GIVEN INSTRUCTION »
Leave out the pictures and copy the remaining records exactly.

--

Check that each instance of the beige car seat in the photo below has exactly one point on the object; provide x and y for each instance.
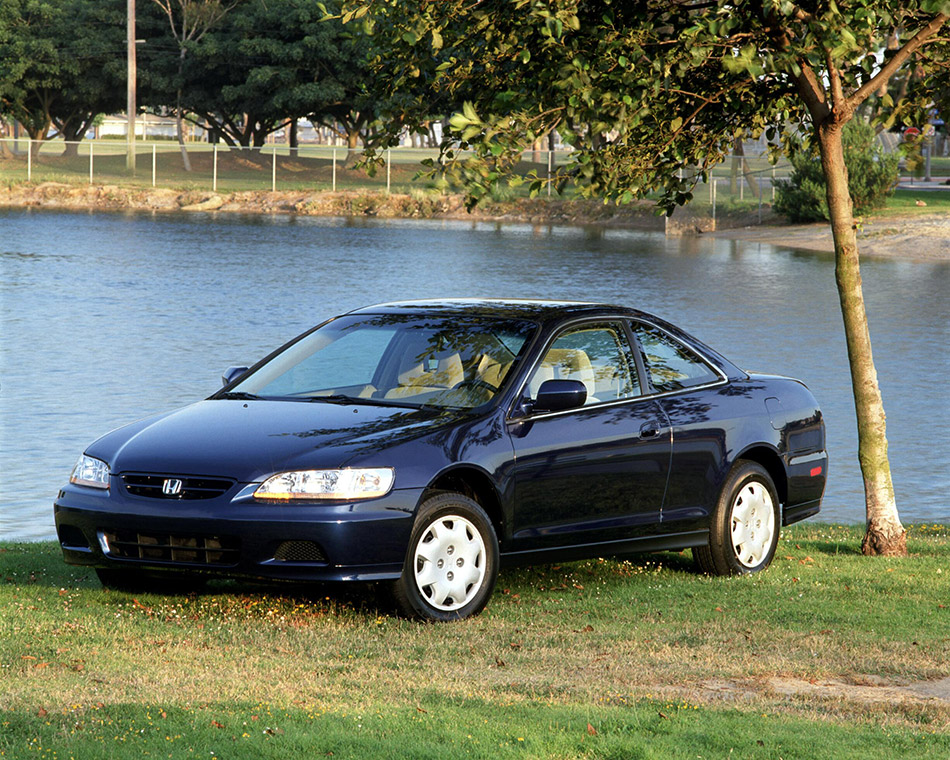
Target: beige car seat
(423, 377)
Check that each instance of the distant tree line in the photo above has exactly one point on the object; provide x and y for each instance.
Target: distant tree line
(242, 68)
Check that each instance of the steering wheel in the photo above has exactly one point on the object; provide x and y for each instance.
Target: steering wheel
(476, 383)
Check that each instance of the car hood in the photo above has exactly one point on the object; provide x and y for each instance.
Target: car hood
(249, 440)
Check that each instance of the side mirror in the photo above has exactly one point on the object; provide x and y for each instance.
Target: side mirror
(231, 374)
(556, 395)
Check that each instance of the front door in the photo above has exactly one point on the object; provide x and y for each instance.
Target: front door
(597, 473)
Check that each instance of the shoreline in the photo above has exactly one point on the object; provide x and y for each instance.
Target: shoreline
(911, 238)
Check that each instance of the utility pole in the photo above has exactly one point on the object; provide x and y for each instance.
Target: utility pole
(130, 89)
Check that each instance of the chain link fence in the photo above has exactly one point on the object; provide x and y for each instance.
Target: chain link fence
(741, 184)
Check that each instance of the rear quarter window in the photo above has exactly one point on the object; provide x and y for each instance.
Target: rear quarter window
(671, 365)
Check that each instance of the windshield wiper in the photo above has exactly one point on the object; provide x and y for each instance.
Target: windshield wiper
(340, 398)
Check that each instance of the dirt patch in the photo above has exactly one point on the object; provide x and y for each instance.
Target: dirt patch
(865, 689)
(918, 238)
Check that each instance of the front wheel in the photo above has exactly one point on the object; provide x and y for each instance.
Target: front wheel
(743, 534)
(452, 562)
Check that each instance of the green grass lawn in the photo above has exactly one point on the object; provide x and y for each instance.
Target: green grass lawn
(596, 659)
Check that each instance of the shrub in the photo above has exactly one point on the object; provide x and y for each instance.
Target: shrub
(872, 177)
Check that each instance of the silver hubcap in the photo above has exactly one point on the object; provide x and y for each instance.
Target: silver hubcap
(449, 563)
(753, 524)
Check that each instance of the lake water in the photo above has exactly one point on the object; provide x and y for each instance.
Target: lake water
(105, 318)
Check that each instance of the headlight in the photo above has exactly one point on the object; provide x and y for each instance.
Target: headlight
(328, 484)
(90, 472)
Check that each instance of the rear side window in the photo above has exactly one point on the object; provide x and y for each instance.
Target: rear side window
(598, 355)
(671, 365)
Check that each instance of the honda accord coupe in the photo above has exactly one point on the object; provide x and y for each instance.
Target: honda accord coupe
(428, 444)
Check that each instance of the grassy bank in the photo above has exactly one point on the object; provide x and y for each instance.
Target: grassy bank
(599, 659)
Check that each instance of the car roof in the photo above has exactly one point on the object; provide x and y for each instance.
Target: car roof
(511, 308)
(542, 312)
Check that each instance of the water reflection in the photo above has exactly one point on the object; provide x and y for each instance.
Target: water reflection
(106, 318)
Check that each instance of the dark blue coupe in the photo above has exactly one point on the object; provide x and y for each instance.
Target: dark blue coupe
(429, 443)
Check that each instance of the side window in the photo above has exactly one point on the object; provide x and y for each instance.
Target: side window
(672, 366)
(596, 354)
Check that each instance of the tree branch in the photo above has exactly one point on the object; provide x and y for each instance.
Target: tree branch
(889, 68)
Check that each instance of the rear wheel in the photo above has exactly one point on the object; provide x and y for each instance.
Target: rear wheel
(744, 530)
(452, 562)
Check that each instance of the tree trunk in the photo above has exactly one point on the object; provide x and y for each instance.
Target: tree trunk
(536, 151)
(185, 160)
(352, 146)
(885, 534)
(746, 169)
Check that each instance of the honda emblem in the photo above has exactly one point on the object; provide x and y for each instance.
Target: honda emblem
(171, 487)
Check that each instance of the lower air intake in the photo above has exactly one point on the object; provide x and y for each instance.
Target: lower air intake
(299, 551)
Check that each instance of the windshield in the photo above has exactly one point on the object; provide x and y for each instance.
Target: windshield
(395, 359)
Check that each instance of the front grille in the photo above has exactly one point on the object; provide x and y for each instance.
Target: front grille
(299, 551)
(166, 547)
(183, 488)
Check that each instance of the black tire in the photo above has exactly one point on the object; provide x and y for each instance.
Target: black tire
(744, 530)
(134, 579)
(462, 561)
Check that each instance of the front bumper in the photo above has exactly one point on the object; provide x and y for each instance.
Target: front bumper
(236, 536)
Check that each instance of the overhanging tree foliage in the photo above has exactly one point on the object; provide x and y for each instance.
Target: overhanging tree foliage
(642, 90)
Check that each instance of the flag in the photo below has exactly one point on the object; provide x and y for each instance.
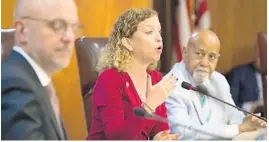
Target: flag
(190, 15)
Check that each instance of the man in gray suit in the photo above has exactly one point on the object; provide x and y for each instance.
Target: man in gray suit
(44, 41)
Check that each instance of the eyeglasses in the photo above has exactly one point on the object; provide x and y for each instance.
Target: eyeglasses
(59, 26)
(212, 57)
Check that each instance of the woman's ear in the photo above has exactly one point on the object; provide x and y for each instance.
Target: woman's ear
(126, 43)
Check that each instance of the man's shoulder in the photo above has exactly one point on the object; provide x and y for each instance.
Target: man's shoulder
(16, 76)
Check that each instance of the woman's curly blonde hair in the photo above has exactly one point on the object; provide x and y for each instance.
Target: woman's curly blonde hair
(115, 54)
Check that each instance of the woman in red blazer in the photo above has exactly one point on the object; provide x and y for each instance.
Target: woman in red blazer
(128, 79)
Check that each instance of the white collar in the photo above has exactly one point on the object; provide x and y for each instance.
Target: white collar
(41, 74)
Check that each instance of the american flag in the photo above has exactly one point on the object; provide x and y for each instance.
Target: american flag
(189, 16)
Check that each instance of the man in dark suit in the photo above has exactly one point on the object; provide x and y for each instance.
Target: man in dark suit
(44, 38)
(246, 85)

--

EXPECTED ANSWER »
Check that each instance of the beige car seat in the photo below has exactly one point on the object; provide x and y for each instance.
Target: beige car seat
(423, 377)
Check that each instance of the distant tree line in the photo above has exactly one point on the object; provide x and y for each instance.
Target: distant tree line
(242, 68)
Check that each instance of the steering wheel in the photo above has exactly one point on the object; provide x and y for each instance.
Target: steering wheel
(476, 383)
Check that each instance of the car hood in the photo above has exactly one point on the object; provide x and y for each instance.
Target: car hood
(249, 440)
Check that each instance of the side mirror in the photo above has exactly one point on the object; provide x and y for each instance.
Target: side mirror
(231, 374)
(556, 395)
Check that each instance of the front door in the photo above has exactly one point on the object; provide x and y for each instance.
Target: front door
(597, 473)
Check that each instance of the shoreline in the photo above has exactly one point on the object; provide x and y for each instance.
Target: shoreline
(911, 238)
Check that each instance of the utility pole in the photo above has exactly one point on the object; provide x and y for each instance.
Target: utility pole
(130, 89)
Check that each instance of the chain link fence in the photo above has exactly one point on the object; provide x and y for each instance.
Target: chain link fence
(741, 184)
Check that each instance of the rear quarter window in the photo above has exactly one point on the object; provide x and y for each instance.
Target: rear quarter window
(671, 365)
Check that each instance of the windshield wiper in the photo above has exactly one point on the object; provide x and y for each instance.
Target: windshield wiper
(340, 398)
Check that each instance of the dirt patch in the photo above has exactly one point on the object; provide x and y for each instance.
Target: dirt patch
(865, 689)
(918, 238)
Check that each instance of the front wheel in the photo above has exactly one point on the object; provide x and y for each instance.
Target: front wheel
(743, 534)
(452, 562)
Check that each instance of the green grass lawn in the photo above has exactly one point on the object; provide x and y for each instance.
Target: green grass lawn
(596, 659)
Check that each instance of the shrub in the photo above has exactly one point on the object; provide x and y for each instance.
Target: shrub
(872, 177)
Check that each instance of the silver hubcap in the photo above has exactly one point on the object; provide x and y for each instance.
Target: silver hubcap
(449, 563)
(753, 524)
Check that each instance of the lake water in the photo above has exactly one point on the object; provide x and y for each instance.
Target: lake water
(105, 318)
Check that each instance of the headlight in the photo above has exactly one point on the object; provide x and y for each instance.
Target: headlight
(328, 484)
(90, 472)
Check that each instance of the rear side window in the photo above has exactly one point on the object; provide x and y for each instance.
Target: rear side window
(598, 355)
(671, 365)
Check that each instance of the honda accord coupe in the photo above has exactly one point on the object; provide x and y for each instance.
Target: honda accord coupe
(428, 444)
Check that each instance of the grassy bank in the photo above has exactly one point on the object; provide x and y for each instance.
Target: grassy bank
(599, 659)
Check that each instance of the car roof in the photo above has exactly one point on the object; provide x and y for each instance.
Target: car roof
(511, 308)
(542, 312)
Check that each instance of the water reflection in the photo above has exactly one point on the object; provide x and y for each instance.
Target: water reflection
(106, 318)
Check that each instance of the dark blue coupe in the photo above has exactly one point on the object; provide x and y for each instance.
Target: dark blue coupe
(429, 443)
Check that each instance of the side window in the photo above has exactly one point on the object; provide x and y for each instance.
Target: side window
(672, 366)
(596, 354)
Check that each instance of the tree branch in the photo above has exactly one point on the object; provide x and y for each instance.
Target: tree branch
(889, 68)
Check that each instance of the rear wheel in the photo above has exactly one point on the object; provide x and y for each instance.
Target: rear wheel
(744, 530)
(452, 562)
Check that each instance of the tree trunk in the photo above has exactly one point on the object; provide x and y for each instance.
Target: tree trunk
(536, 151)
(185, 160)
(352, 146)
(885, 534)
(746, 169)
Check that each instance of the honda emblem in the photo above has exactly one point on the object; provide x and y for each instance.
Target: honda emblem
(171, 487)
Check that each instance of the lower air intake in the photo above has exactly one point on the object; provide x and y for each instance.
Target: lower air intake
(299, 551)
Check that each instance of the windshield in the photo above has exactly one point on the object; provide x and y for each instance.
Target: windshield
(395, 359)
Check that each instance of the front grille in the photo above has exactly one point on the object; provide x and y for each instance.
Target: front grille
(299, 551)
(166, 547)
(183, 488)
Check that each instance of the black tire in the photo above has exactly one point on the object; provide x and y for each instance.
Target: black tire
(744, 530)
(134, 579)
(462, 561)
Check that each instance of the front bumper in the photo above has exactly one point on the object; provide x and y for each instance.
Target: front bumper
(236, 536)
Check that each instance of the overhanging tree foliage in the photo above has exactly one point on the object; provide x and y for each instance.
Target: overhanging tree foliage
(642, 90)
Check that each instance of the flag in the photo below has exactly one point on the object; provide x and y for each instance.
Target: flag
(190, 15)
Check that each instance of the man in gray suit in the photo above has exactly one point on the object; provide x and y for each instance.
Target: man in gray suit
(44, 41)
Check that each instance of the eyeglasses in the photo above has exactly one point on the object; provide x and y for each instance.
Target: eyeglasses
(59, 26)
(212, 57)
Check that each instance of the woman's ear in the photo above has exactly one point on the object; provide x and y for each instance.
Target: woman's ear
(126, 43)
Check that each instance of the man's shoulder in the photo above has exactly one point on the object; provide x and y for each instance.
Target: man's shoulder
(16, 76)
Check that each instance of the woman's curly blonde hair in the photo above has exactly one point on the object; provide x and y for each instance.
Target: woman's curly blonde hair
(115, 54)
Check that each instance of the woman in red blazer in the photo above has exactly one point on the object; provide x and y for each instance.
Target: woman in red blazer
(128, 79)
Check that each instance of the white collar in the photo above has exactly one point on the object; provide x and y for each instance.
Target: white collar
(41, 74)
Check that each instance of the american flag in the photo above has exactly one point on the object; provide x and y for each instance.
Target: american flag
(189, 16)
Check that each instance of the man in dark suit in the photo above has exactly one point on the object; provide x and y for each instance.
Target: man in dark suit
(44, 38)
(246, 85)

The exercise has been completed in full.